Stored data entries:
--- START ---

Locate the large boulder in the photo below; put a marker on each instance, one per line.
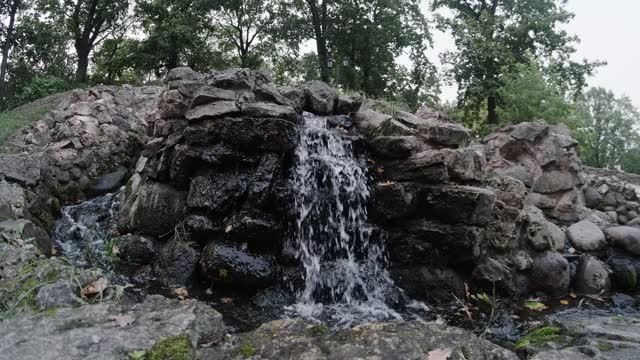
(592, 277)
(550, 273)
(586, 236)
(107, 331)
(625, 237)
(157, 209)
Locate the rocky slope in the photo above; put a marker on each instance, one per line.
(208, 205)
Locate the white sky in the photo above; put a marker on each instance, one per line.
(608, 30)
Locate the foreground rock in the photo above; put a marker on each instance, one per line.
(108, 330)
(297, 339)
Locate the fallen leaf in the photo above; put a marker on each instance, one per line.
(96, 287)
(182, 293)
(439, 354)
(535, 306)
(123, 320)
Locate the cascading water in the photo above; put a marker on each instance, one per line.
(83, 232)
(345, 277)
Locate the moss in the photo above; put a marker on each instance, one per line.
(466, 352)
(319, 330)
(246, 350)
(173, 348)
(539, 336)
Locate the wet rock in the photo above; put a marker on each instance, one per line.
(592, 277)
(175, 264)
(109, 182)
(625, 270)
(230, 266)
(268, 110)
(424, 283)
(625, 237)
(157, 209)
(586, 236)
(321, 97)
(542, 234)
(60, 294)
(107, 330)
(550, 273)
(395, 147)
(552, 182)
(214, 110)
(505, 273)
(297, 339)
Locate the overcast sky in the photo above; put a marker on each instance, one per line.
(609, 30)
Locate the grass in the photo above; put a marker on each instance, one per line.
(14, 120)
(539, 336)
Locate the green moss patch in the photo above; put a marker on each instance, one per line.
(539, 336)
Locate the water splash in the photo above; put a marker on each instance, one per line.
(345, 277)
(84, 231)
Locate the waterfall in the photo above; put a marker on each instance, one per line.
(343, 259)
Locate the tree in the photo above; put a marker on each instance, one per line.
(494, 36)
(607, 128)
(530, 92)
(10, 9)
(90, 22)
(245, 24)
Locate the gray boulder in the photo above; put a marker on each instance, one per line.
(298, 339)
(550, 273)
(60, 294)
(586, 236)
(321, 98)
(592, 277)
(625, 237)
(107, 331)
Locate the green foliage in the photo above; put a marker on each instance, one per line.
(606, 127)
(12, 121)
(539, 336)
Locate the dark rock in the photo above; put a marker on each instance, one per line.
(321, 98)
(209, 94)
(92, 332)
(592, 197)
(457, 204)
(427, 166)
(592, 277)
(175, 264)
(395, 147)
(109, 182)
(157, 209)
(60, 294)
(230, 266)
(268, 110)
(550, 273)
(553, 181)
(505, 273)
(625, 270)
(424, 283)
(213, 110)
(625, 237)
(586, 236)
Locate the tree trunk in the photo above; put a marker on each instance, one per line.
(7, 46)
(83, 64)
(319, 21)
(492, 115)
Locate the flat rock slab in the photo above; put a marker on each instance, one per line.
(106, 331)
(297, 339)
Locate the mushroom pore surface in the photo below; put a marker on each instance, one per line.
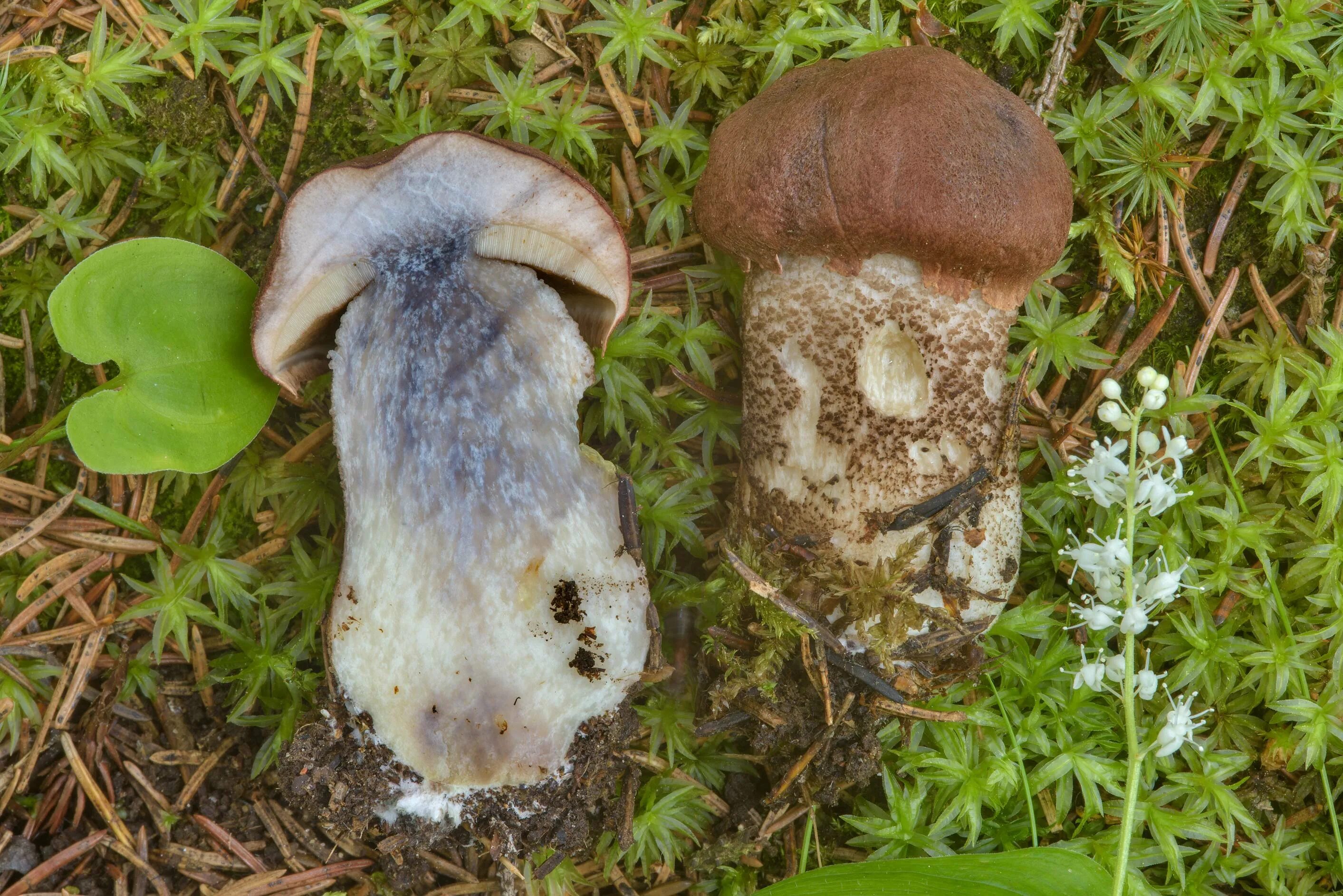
(487, 608)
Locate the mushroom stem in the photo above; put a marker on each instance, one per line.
(487, 606)
(867, 395)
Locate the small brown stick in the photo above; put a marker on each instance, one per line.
(763, 589)
(49, 569)
(303, 112)
(45, 519)
(31, 27)
(1163, 244)
(446, 868)
(1192, 270)
(145, 868)
(231, 843)
(30, 367)
(54, 864)
(617, 96)
(805, 760)
(235, 167)
(198, 777)
(824, 671)
(64, 589)
(916, 713)
(621, 203)
(1205, 150)
(1224, 218)
(309, 444)
(277, 833)
(137, 15)
(1090, 37)
(1056, 74)
(1267, 305)
(201, 667)
(95, 791)
(1131, 355)
(88, 656)
(117, 15)
(151, 791)
(115, 226)
(632, 181)
(1315, 262)
(1205, 336)
(1225, 608)
(773, 827)
(25, 54)
(1113, 340)
(231, 106)
(552, 70)
(550, 41)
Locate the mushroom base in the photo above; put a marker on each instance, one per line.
(337, 773)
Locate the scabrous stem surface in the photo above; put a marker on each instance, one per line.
(869, 394)
(487, 606)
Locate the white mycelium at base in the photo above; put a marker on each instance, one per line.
(470, 507)
(868, 394)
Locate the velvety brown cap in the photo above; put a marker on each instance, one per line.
(906, 151)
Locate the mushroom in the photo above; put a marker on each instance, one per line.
(892, 213)
(488, 605)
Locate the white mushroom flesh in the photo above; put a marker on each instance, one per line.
(868, 394)
(487, 606)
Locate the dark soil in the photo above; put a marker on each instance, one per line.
(345, 782)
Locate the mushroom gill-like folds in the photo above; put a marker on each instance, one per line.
(893, 211)
(487, 604)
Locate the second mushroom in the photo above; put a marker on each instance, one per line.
(892, 211)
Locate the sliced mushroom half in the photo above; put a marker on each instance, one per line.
(487, 604)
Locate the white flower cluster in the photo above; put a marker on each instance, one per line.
(1106, 473)
(1127, 596)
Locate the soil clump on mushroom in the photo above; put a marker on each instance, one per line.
(339, 774)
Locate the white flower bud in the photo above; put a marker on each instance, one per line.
(1134, 621)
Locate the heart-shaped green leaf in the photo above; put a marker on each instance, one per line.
(176, 319)
(1024, 872)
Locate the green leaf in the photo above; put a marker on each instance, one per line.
(1024, 872)
(176, 319)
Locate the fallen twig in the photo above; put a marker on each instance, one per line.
(1192, 270)
(1267, 305)
(1205, 336)
(1224, 218)
(763, 589)
(54, 864)
(1056, 74)
(235, 167)
(916, 713)
(303, 113)
(617, 96)
(198, 777)
(93, 791)
(805, 760)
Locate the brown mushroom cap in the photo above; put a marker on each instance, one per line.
(907, 151)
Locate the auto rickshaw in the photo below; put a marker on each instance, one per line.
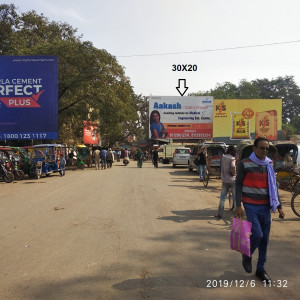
(52, 154)
(5, 175)
(14, 162)
(83, 155)
(36, 162)
(214, 153)
(286, 166)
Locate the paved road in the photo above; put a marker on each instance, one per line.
(129, 233)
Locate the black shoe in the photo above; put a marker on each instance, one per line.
(263, 276)
(247, 263)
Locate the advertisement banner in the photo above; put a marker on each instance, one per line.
(90, 133)
(176, 117)
(28, 97)
(239, 119)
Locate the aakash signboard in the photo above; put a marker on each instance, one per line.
(176, 117)
(28, 97)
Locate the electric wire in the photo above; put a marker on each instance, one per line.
(209, 50)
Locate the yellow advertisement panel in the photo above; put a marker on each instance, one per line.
(239, 119)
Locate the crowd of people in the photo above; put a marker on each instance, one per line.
(252, 183)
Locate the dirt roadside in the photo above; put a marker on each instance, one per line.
(130, 233)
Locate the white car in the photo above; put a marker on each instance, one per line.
(181, 156)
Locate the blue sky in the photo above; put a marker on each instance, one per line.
(139, 27)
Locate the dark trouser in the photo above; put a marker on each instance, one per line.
(260, 217)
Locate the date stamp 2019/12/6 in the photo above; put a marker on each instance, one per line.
(241, 283)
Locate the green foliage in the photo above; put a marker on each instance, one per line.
(92, 85)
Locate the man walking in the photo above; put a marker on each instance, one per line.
(103, 155)
(96, 155)
(256, 188)
(201, 162)
(228, 175)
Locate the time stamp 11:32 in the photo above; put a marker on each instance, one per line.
(245, 283)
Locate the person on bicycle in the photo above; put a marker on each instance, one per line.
(228, 175)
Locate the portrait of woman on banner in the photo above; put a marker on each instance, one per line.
(157, 128)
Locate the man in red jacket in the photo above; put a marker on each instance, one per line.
(256, 188)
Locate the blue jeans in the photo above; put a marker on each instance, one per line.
(260, 217)
(224, 192)
(103, 162)
(200, 170)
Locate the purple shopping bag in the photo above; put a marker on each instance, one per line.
(240, 236)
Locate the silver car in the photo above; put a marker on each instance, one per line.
(181, 156)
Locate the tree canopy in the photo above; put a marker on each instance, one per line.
(92, 85)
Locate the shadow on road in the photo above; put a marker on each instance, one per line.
(197, 215)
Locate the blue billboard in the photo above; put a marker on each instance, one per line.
(28, 97)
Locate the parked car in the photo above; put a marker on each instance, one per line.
(195, 150)
(181, 156)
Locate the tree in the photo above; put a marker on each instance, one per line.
(92, 85)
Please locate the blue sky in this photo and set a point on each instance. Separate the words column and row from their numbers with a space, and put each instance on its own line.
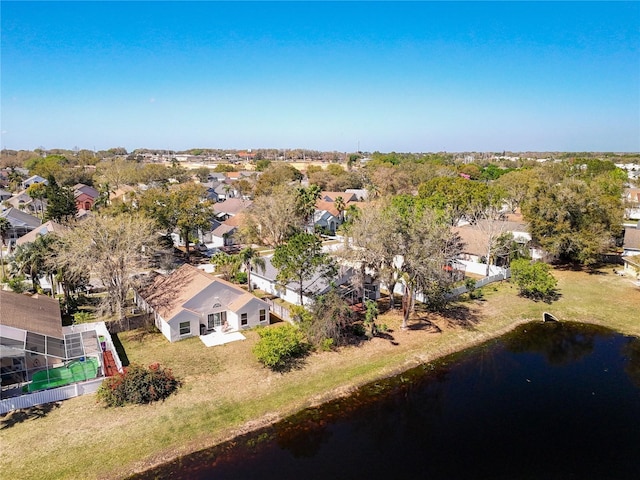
column 405, row 77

--- END ---

TASK REQUIREMENTS: Only the lines from the one containing "Please locate the" through the last line of the entries should be transcribed, exactly and with no pictures.

ANSWER SECTION:
Please locate the blue sky in this photo and set a point on each instance. Separate the words column and row from their numbers with a space, and put each instance on its own line.
column 405, row 77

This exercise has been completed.